Traceback (most recent call last):
  File "torch_pruning/pruner/algorithms/base_pruner.py", line 137, in __init__
    self.DG = dependency.DependencyGraph().build_dependency(...)
  File "torch_pruning/dependency/graph.py", line 514, in _trace_computational_graph
    grad_fn_root = output.grad_fn
AttributeError: 'tuple' object has no attribute 'grad_fn'

What Triggers This Error

The error occurs during BasePruner initialization when it internally constructs a DependencyGraph using default parameters. Even with dictionary input format, the internal dependency graph construction encounters the same computational graph tracing failure described in Error Sequence 2.

Reproduction

import torch
from transformers import AutoModelForCausalLM, AutoTokenizer
import torch_pruning as tp

model = AutoModelForCausalLM.from_pretrained("../full_models/TinyLlama-1.1B-Chat-v1.0")
tokenizer = AutoTokenizer.from_pretrained("../full_models/TinyLlama-1.1B-Chat-v1.0")

enc = tokenizer("Test", return_tensors="pt")
example_inputs = enc["input_ids"]
modules = list(model.modules())
target_layer = modules[64]

imp = tp.importance.GroupMagnitudeImportance(p=2)
pruner = tp.pruner.BasePruner(
    model,
    {"input_ids": example_inputs},
    importance=imp,
    pruning_ratio=0.2,
    pruning_ratio_dict={target_layer: 0.2}
)  # Fails during initialization

Expected vs Actual Behavior

  • Expected: BasePruner should initialize successfully and perform structural pruning on Transformers models
  • Actual: Initialization fails due to underlying dependency graph construction incompatibilities

Error Explanation

BasePruner internally creates a dependency graph during initialization using default forward functions and output transforms. Since these defaults are designed for vision models with tensor outputs, they fail when applied to Transformers models that return structured CausalLMOutput objects, preventing the pruner from completing initialization.


Complete Script Evolution and Error Logs

Toggle complete Script Evolution and Error Logs

Initial Script Implementation

#!/usr/bin/env python3
from pathlib import Path
import subprocess
import sys
import torch
from transformers import AutoModelForCausalLM, AutoTokenizer
import torch_pruning as tp

BASE_DIR = Path(__file__).resolve().parent

CHOICES = {
    "1": "argilla/CapybaraHermes-2.5-Mistral-7B",
    "2": "TinyLlama/TinyLlama-1.1B-Chat-v1.0"
}

def choose_model():
    print("Choose a model:")
    print("1) argilla/CapybaraHermes-2.5-Mistral-7B")
    print("2) TinyLlama/TinyLlama-1.1B-Chat-v1.0")
    c = input("Selection (1 or 2): ").strip()
    if c not in CHOICES:
        print("Invalid selection. Exiting.")
        sys.exit(1)
    return CHOICES[c]

def get_cache_dir(repo_id: str) -> Path:
    model_name = repo_id.split("/")[-1]
    return (BASE_DIR / ".." / "full_models" / model_name).resolve()

__________________________________________________

▸ Task goal: Please list every module that the "Initial Script Implementation" in the error report imports.

▸ Stored data:

__________________________________________________

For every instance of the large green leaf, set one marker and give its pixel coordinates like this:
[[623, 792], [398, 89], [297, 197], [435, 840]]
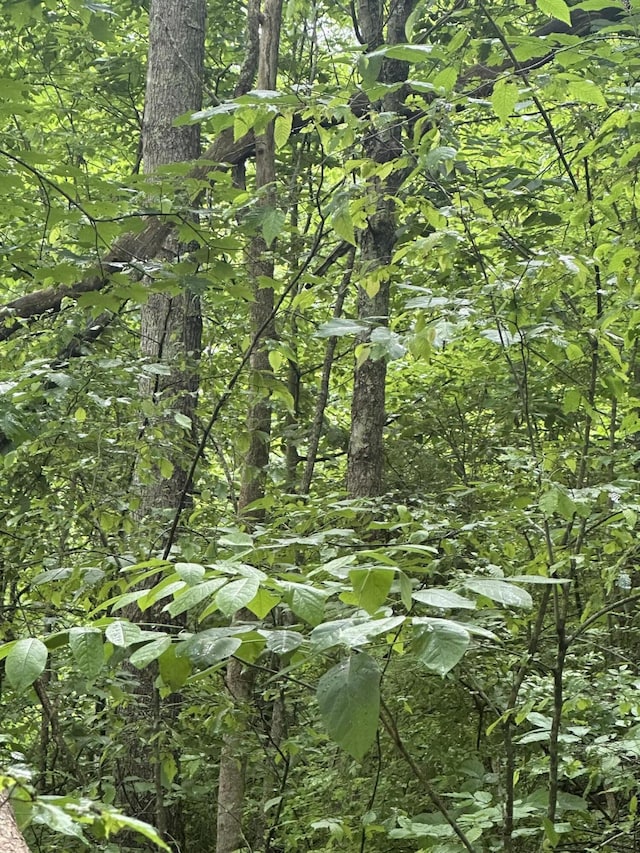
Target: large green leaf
[[236, 595], [443, 598], [371, 586], [440, 643], [353, 632], [123, 634], [555, 9], [349, 701], [86, 646], [149, 652], [25, 662], [194, 595], [500, 591]]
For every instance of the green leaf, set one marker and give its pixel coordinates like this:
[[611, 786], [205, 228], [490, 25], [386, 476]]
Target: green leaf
[[190, 573], [443, 598], [282, 130], [504, 98], [263, 602], [586, 92], [555, 9], [182, 420], [149, 652], [353, 632], [406, 591], [174, 670], [371, 586], [440, 643], [272, 224], [121, 821], [308, 603], [86, 646], [349, 701], [500, 591], [25, 662], [342, 224], [340, 326], [122, 633], [55, 818], [282, 642], [194, 595], [236, 595]]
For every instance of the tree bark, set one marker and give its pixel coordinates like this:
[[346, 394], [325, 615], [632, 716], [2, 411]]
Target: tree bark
[[170, 335], [381, 144], [11, 840], [239, 680]]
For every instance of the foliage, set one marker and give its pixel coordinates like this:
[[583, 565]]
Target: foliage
[[457, 659]]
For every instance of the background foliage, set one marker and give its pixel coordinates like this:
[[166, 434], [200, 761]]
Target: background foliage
[[453, 664]]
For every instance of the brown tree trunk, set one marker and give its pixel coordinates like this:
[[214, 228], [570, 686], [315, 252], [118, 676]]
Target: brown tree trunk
[[239, 680], [11, 840], [170, 336], [377, 240]]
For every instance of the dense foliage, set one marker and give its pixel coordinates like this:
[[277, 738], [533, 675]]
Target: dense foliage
[[449, 665]]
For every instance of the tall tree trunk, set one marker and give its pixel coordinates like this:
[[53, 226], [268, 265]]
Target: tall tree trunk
[[239, 680], [381, 144], [170, 335], [11, 840]]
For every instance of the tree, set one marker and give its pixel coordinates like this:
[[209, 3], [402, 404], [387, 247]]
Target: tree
[[376, 546]]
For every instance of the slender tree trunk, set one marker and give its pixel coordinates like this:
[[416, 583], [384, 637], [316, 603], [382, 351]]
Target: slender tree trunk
[[239, 680], [366, 450], [11, 840], [170, 335]]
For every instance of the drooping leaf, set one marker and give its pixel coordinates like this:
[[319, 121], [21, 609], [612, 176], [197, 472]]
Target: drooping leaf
[[123, 634], [500, 591], [149, 652], [349, 701], [25, 662], [443, 598], [504, 98], [340, 326], [307, 602], [282, 642], [371, 586], [440, 644], [236, 595], [555, 9], [194, 595], [272, 224], [86, 646]]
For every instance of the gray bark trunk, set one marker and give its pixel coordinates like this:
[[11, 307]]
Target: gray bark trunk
[[170, 335], [171, 326], [239, 680], [11, 840], [365, 466]]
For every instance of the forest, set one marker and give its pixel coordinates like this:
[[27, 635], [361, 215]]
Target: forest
[[319, 426]]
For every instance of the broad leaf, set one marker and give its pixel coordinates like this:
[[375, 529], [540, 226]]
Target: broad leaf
[[25, 662], [440, 644], [500, 591], [349, 701], [149, 652], [236, 595], [86, 646], [443, 598], [504, 98], [123, 634], [371, 586], [555, 9]]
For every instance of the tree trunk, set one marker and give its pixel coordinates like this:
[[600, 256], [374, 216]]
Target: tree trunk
[[11, 840], [170, 335], [381, 144], [239, 680]]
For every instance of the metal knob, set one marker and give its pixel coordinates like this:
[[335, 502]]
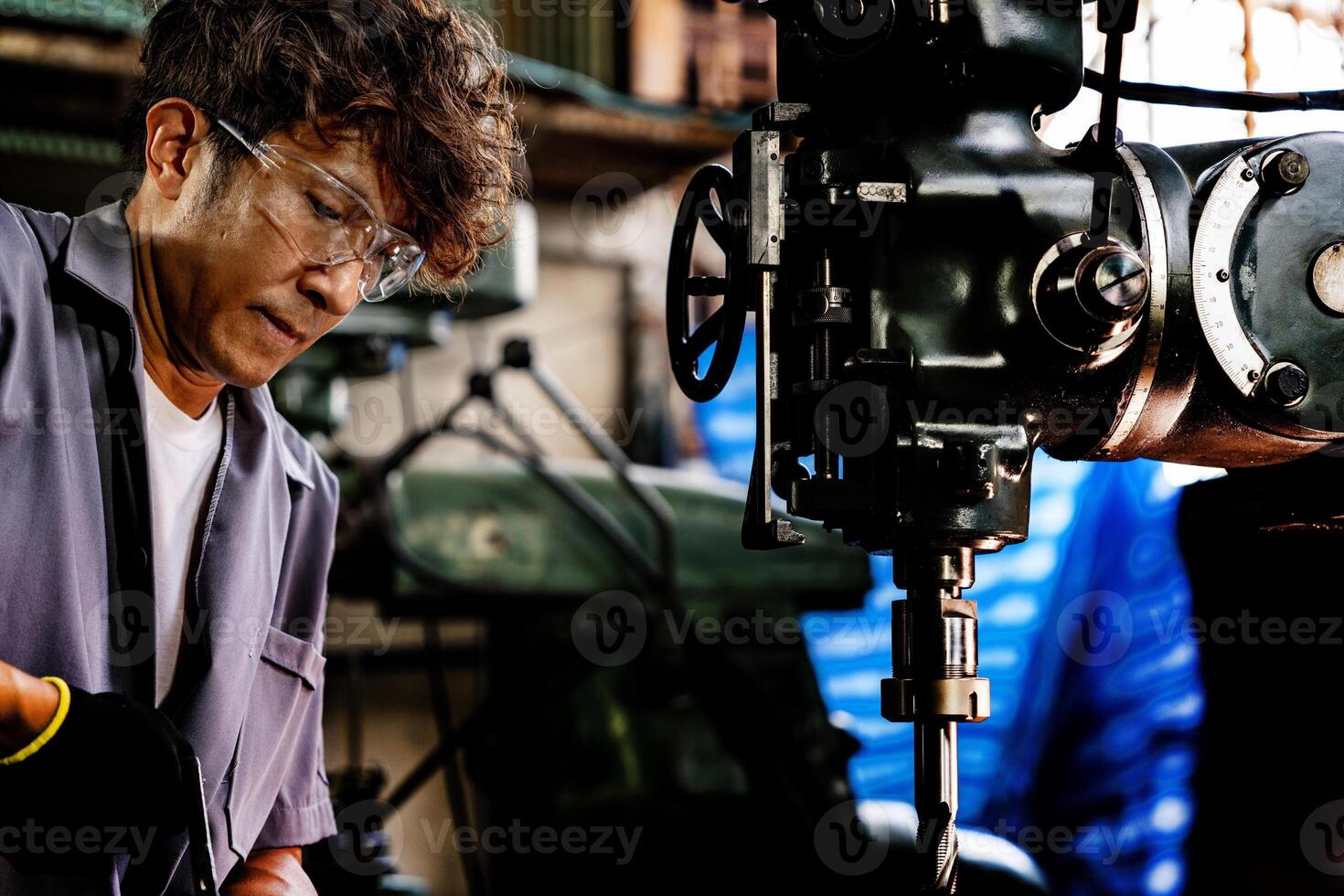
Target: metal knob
[[1092, 298]]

__________________________________________________

▸ Solution: pathlib, subprocess, sys, torch, transformers, torch_pruning